Images should be omitted while the rest of the data is duplicated exactly.

★ ★ ★

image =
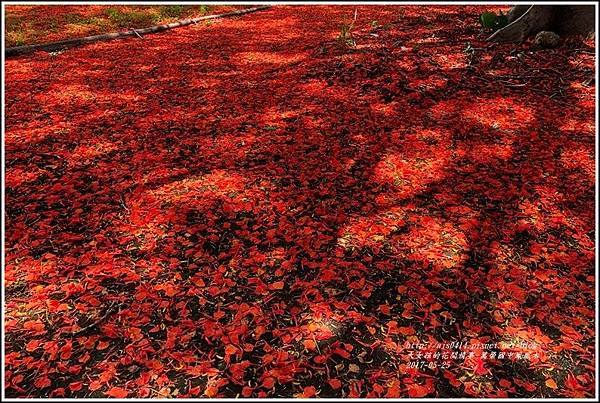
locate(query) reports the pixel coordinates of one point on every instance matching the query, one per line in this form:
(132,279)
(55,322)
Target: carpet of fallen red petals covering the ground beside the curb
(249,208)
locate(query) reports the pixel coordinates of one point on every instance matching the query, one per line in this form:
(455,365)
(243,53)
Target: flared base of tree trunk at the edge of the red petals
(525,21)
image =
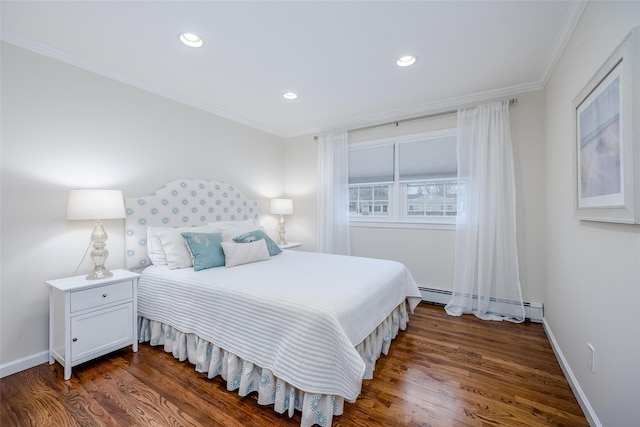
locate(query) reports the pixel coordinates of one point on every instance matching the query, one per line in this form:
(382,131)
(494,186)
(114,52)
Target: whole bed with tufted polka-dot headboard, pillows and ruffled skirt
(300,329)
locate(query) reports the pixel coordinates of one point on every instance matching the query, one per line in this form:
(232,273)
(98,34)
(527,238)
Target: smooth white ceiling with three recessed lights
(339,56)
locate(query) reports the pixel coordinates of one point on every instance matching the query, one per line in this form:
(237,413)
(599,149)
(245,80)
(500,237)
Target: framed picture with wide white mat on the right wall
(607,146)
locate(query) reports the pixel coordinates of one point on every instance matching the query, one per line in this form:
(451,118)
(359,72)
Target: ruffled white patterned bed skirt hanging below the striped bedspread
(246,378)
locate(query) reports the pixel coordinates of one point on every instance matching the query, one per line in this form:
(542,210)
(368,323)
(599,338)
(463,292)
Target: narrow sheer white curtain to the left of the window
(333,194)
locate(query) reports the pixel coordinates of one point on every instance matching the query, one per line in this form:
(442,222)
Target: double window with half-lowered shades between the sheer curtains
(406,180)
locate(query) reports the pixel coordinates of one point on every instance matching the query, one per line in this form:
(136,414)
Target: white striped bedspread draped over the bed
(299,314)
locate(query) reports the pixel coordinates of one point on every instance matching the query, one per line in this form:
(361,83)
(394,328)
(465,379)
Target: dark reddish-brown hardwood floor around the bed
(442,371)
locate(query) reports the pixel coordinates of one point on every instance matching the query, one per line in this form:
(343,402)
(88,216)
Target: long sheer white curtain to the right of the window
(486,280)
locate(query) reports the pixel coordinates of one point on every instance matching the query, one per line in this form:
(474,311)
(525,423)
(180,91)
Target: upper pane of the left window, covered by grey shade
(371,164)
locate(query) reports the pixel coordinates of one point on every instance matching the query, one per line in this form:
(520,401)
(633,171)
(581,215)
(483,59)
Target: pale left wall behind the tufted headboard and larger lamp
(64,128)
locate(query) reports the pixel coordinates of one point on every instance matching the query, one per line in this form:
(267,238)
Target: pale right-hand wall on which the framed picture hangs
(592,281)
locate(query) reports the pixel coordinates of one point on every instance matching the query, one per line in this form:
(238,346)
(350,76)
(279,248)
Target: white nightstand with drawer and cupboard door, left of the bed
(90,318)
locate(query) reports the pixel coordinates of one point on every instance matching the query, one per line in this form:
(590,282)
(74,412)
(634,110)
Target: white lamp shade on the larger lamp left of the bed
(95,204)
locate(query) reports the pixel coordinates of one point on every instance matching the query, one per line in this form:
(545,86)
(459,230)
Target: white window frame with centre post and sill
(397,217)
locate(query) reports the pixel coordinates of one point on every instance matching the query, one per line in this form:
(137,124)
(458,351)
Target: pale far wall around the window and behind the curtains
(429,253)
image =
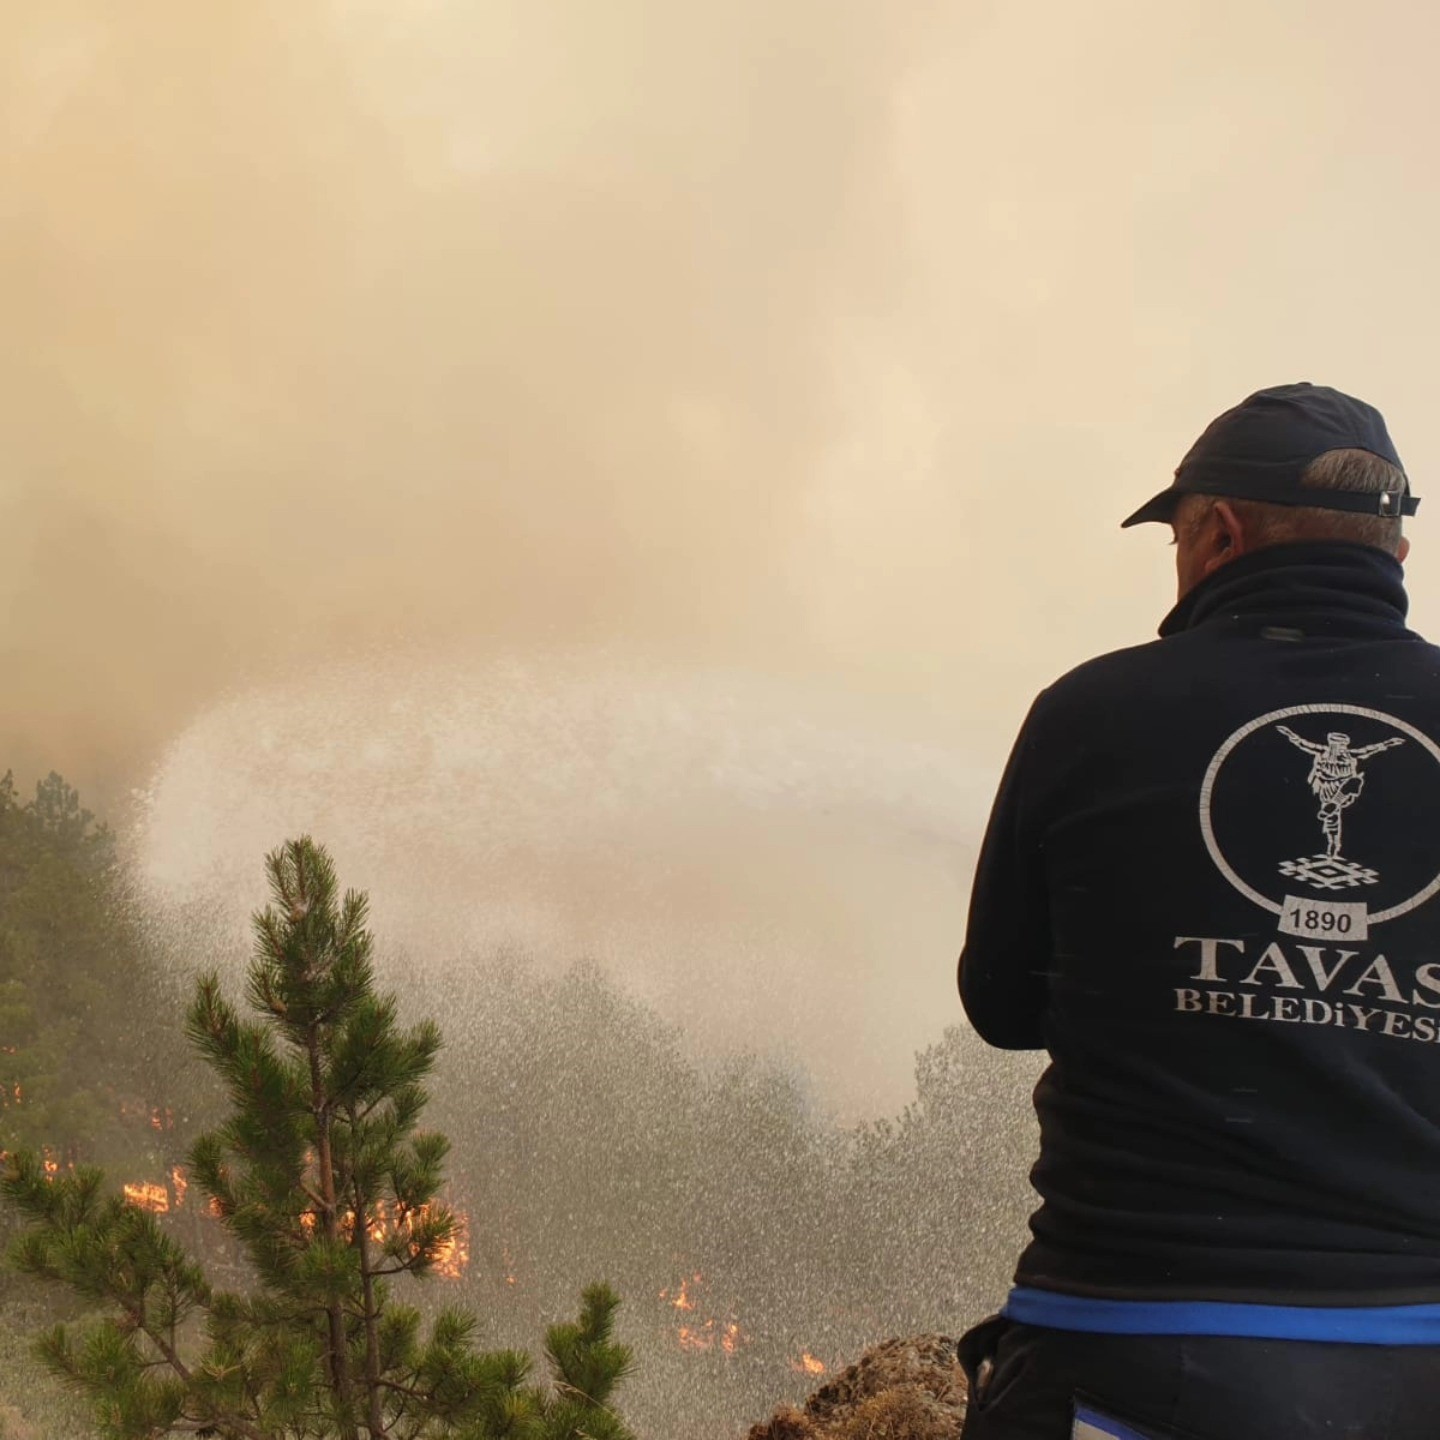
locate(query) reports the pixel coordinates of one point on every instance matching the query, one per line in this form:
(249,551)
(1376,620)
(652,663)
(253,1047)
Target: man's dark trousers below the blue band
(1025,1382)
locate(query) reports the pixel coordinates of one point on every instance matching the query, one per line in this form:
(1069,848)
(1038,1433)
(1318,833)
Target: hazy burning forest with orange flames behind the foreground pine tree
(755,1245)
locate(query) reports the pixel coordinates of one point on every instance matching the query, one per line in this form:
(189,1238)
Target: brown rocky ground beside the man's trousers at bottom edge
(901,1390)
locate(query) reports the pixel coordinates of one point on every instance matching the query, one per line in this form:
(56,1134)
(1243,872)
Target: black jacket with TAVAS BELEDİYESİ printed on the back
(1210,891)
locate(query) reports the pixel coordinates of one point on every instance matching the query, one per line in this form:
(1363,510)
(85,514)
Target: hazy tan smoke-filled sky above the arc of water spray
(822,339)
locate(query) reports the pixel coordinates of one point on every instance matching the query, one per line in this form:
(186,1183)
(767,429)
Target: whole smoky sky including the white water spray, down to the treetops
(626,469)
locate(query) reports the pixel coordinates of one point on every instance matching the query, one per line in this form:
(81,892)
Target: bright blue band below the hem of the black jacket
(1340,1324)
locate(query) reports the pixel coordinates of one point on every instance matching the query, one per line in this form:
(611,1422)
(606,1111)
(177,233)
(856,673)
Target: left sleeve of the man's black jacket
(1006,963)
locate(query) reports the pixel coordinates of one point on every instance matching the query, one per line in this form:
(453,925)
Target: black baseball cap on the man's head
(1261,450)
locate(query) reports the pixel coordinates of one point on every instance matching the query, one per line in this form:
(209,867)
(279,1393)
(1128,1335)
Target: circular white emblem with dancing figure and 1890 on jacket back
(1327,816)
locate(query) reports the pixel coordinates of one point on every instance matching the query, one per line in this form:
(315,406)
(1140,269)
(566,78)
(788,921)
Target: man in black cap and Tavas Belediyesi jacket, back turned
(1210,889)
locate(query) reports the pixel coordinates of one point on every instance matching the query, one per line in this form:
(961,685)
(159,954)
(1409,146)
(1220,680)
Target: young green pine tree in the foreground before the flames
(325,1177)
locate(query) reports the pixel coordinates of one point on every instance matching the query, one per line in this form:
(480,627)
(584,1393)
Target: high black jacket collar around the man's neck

★ ★ ★

> **Answer to the problem**
image =
locate(query) reports the pixel coordinates of one point on every instance matching the query, one per line in this form:
(132,279)
(55,322)
Target: carpet of fallen red petals covering the ground beside the curb
(249,208)
locate(query) reports the pixel coordinates of one point on every instance matching the query, one per line in this form:
(455,365)
(243,53)
Target: flared base of tree trunk at the edge of the red petals
(525,21)
image =
locate(query) reports the pixel coordinates of one point on every instance matching the query, one per line in this form:
(382,131)
(494,186)
(114,52)
Target: whole bed with tufted polka-dot headboard, pillows and ruffled skirt
(300,329)
locate(query) reports the pixel coordinates of one point on every instance matching the query, one per line in this form:
(232,273)
(98,34)
(527,238)
Target: smooth white ceiling with three recessed lights
(339,56)
locate(query) reports the pixel coordinates of one point on every instance matching the query, one per line in this form:
(237,413)
(599,149)
(245,80)
(500,237)
Target: framed picture with wide white mat on the right wall
(607,146)
locate(query) reports the pixel coordinates of one point on every instance matching the query, one per line in this form:
(451,118)
(359,72)
Target: ruffled white patterned bed skirt hanging below the striped bedspread
(246,378)
locate(query) reports the pixel coordinates of one point on every instance matching the query, one per line in this form:
(542,210)
(368,323)
(599,338)
(463,292)
Target: narrow sheer white curtain to the left of the window
(333,194)
locate(query) reports the pixel coordinates of one point on every instance matching the query, one per line in this form:
(442,222)
Target: double window with half-lowered shades between the sheer curtains
(406,180)
locate(query) reports the pixel coordinates of one point on every instance matching the query, one per line in this form:
(136,414)
Target: white striped bedspread draped over the bed
(299,314)
locate(query) reports the pixel coordinates of one point on every instance matching the query, one per line in this form:
(361,83)
(394,328)
(465,379)
Target: dark reddish-brown hardwood floor around the bed
(442,371)
locate(query) reports the pixel coordinates of one point on every instance matching the query, one per line in this form:
(343,402)
(88,216)
Target: long sheer white curtain to the right of the window
(486,280)
locate(query) reports the pixel coordinates of one point on every instance matching the query, one per line in this form:
(474,311)
(525,423)
(180,91)
Target: upper pane of the left window, covered by grey shade
(371,164)
locate(query) reports the pixel coordinates of one point on every instance matching the query, one per line in this form:
(520,401)
(633,171)
(581,215)
(483,59)
Target: pale left wall behind the tufted headboard and larger lamp
(64,128)
locate(query) reports the pixel coordinates of one point on every instance matching the query, one per line in this form:
(267,238)
Target: pale right-hand wall on which the framed picture hangs
(592,281)
locate(query) reports the pixel coordinates of one point on every instance matching the query, one per line in this form:
(238,346)
(350,76)
(279,248)
Target: white nightstand with drawer and cupboard door, left of the bed
(90,318)
locate(query) reports the pixel coordinates of one point on every instance matching the query, one per line in this form:
(590,282)
(74,412)
(634,110)
Target: white lamp shade on the larger lamp left of the bed
(95,204)
locate(query) reports the pixel coordinates of one point on every instance matching the query, one per line in this form:
(545,86)
(459,230)
Target: white window frame with centre post and sill
(397,217)
locate(query) reports the pixel coordinates of one point on every instance matching the query, one per line in this form:
(137,124)
(458,351)
Target: pale far wall around the window and behind the curtains
(429,253)
image =
locate(query) reports the pixel coordinates of one point on every instance matching the query, one per line in this form:
(249,551)
(1376,620)
(652,663)
(253,1047)
Target: man's dark trousers below the blue band
(1025,1382)
locate(query) reports the pixel coordinates of one point on every instance matching the query, one per line in this form:
(1069,848)
(1038,1433)
(1318,833)
Target: hazy burning forest with orange flames behind the foreground pine tree
(755,1245)
locate(query) reports the pixel coordinates of one point on every instance matching the query, one per line in this form:
(189,1238)
Target: brown rocky ground beside the man's trousers at bottom edge
(901,1390)
locate(query) reports the pixel coordinates of one point on every instance matching the query, one per line in this form:
(56,1134)
(1243,872)
Target: black jacket with TAVAS BELEDİYESİ printed on the back
(1210,891)
locate(query) reports the pixel coordinates of one point on every instance matching the query, one per line in this form:
(1363,510)
(85,514)
Target: hazy tan smoke-filled sky above the arc of water spray
(822,339)
locate(query) reports the pixel coordinates of one point on every instance matching the query, one per line in this form:
(186,1183)
(767,429)
Target: whole smoky sky including the white water spray, down to the treetops
(626,469)
locate(query) reports the pixel coordinates of one point on every instance matching the query, one per line in this form:
(81,892)
Target: bright blue band below the hem of the black jacket
(1340,1324)
locate(query) reports the pixel coordinates of one point on every instance matching the query, one per line in this form:
(611,1422)
(606,1111)
(177,233)
(856,673)
Target: left sleeve of the man's black jacket
(1006,963)
locate(query) reports the pixel coordinates of one point on every instance matching the query, one per line in this form:
(453,925)
Target: black baseball cap on the man's head
(1261,450)
locate(query) reports the pixel coordinates of one point on every instance matching the query, one per line in this form:
(209,867)
(279,1393)
(1128,1335)
Target: circular white emblem with dancing figure and 1890 on jacket back
(1327,816)
locate(query) reports the pixel coordinates of one point on every instance matching the query, one per line in this form:
(315,406)
(1140,269)
(566,78)
(788,921)
Target: man in black cap and Tavas Belediyesi jacket, back turned
(1210,889)
locate(query) reports the pixel coordinates of one point on every instance matching the query, one per line in this form:
(961,685)
(159,954)
(1409,146)
(1220,680)
Target: young green pine tree in the foreground before the flames
(325,1177)
locate(query) reports the pixel coordinates of one point on every instance matching the query, one per line in this form:
(480,627)
(584,1393)
Target: high black jacket collar around the man's neck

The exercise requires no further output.